Excerpts of bounding box data |
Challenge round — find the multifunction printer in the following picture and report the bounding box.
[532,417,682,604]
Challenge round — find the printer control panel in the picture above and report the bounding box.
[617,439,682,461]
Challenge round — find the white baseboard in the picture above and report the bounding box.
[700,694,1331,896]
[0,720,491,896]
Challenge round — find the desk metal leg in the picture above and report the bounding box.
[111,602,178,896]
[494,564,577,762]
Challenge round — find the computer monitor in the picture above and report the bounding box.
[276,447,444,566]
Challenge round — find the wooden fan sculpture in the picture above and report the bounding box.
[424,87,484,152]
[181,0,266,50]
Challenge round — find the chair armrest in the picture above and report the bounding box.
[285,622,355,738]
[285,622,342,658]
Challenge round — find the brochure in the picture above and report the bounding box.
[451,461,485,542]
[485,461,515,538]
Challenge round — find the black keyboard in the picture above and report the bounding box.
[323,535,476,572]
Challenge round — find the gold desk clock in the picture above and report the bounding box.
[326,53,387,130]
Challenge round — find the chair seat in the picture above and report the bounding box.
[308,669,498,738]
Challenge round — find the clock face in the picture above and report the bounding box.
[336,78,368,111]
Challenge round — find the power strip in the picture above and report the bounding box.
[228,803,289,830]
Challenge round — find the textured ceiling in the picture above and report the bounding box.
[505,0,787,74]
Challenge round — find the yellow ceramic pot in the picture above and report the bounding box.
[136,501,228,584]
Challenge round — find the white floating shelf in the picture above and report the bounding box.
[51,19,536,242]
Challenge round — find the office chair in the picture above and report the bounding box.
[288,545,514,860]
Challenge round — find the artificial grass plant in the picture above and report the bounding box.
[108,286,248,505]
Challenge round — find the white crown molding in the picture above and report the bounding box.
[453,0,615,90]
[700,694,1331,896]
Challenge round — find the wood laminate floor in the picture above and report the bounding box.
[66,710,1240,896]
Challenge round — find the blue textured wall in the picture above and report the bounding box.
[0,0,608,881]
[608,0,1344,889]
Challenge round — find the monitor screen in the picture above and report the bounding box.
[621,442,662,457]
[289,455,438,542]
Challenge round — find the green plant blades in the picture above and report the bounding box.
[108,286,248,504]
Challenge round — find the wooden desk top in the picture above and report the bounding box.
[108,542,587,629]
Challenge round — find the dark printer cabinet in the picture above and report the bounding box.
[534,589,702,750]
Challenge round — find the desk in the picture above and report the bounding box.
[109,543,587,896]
...
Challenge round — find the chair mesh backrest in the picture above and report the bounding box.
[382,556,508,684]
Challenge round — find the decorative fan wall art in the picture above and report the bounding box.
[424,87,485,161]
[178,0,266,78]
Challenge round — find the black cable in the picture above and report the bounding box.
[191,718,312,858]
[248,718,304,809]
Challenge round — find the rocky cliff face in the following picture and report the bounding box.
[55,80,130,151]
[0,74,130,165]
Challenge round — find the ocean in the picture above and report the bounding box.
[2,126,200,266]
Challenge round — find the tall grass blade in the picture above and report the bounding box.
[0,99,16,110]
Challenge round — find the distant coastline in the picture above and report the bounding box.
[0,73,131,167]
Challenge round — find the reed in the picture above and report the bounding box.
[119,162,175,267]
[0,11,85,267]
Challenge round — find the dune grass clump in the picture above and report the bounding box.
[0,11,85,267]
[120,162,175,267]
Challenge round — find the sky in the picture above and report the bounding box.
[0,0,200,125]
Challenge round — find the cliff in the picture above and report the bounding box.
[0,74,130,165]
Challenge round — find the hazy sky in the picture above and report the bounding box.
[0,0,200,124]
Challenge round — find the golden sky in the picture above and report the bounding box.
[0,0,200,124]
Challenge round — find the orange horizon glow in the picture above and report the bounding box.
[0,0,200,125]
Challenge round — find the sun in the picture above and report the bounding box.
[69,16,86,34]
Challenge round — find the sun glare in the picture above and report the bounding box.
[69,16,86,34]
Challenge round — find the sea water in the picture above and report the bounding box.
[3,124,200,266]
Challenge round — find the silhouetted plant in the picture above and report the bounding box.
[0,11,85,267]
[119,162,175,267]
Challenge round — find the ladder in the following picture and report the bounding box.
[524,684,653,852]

Requirements | Rewrite the lines of the records as a JSON list of strings, one string per line and blank lines omitted. Begin at the line that contains "Challenge round — find the textured" and stop after the line that contains "[109,543,587,896]".

Completed task |
[
  "Challenge round — find the textured ceiling in the picture above and report the bounding box.",
  "[505,0,787,74]",
  "Challenge round — find the yellow ceramic pot in the picture above and report the bounding box.",
  "[136,501,228,584]",
  "Challenge round — find the white floating shelf in the picture above and report the bounding box.",
  "[51,19,536,242]",
  "Challenge round — find the office chair in the picture above and report the bounding box.",
  "[288,545,514,860]",
  "Challenge round — find the artificial grass plant in the picture above and report the bounding box.",
  "[108,286,248,505]",
  "Challenge round — find the white crown molding in the picture above and report the bounding box.",
  "[453,0,615,90]",
  "[700,694,1331,896]",
  "Challenge round — find the wood laminate floor in the picture above and report the bounding box.",
  "[66,710,1240,896]",
  "Challenge round — find the blue textured wall in the picture above and report the bounding box.",
  "[0,0,608,881]",
  "[608,0,1344,889]",
  "Challenge round — find the monitor screen in the picture above and report the bounding box.",
  "[621,442,662,457]",
  "[289,455,438,542]",
  "Challenge round — find the green plant blades in the picture above and report the bounding box.",
  "[108,286,248,504]",
  "Challenge round — find the wooden desk top in the picture above and report the bounding box.",
  "[108,542,587,629]",
  "Challenge round — find the dark printer cabinet in the picture above and report the bounding box.",
  "[534,589,702,750]",
  "Challenge round — find the desk in the picture above and report the bounding box.",
  "[109,543,587,896]"
]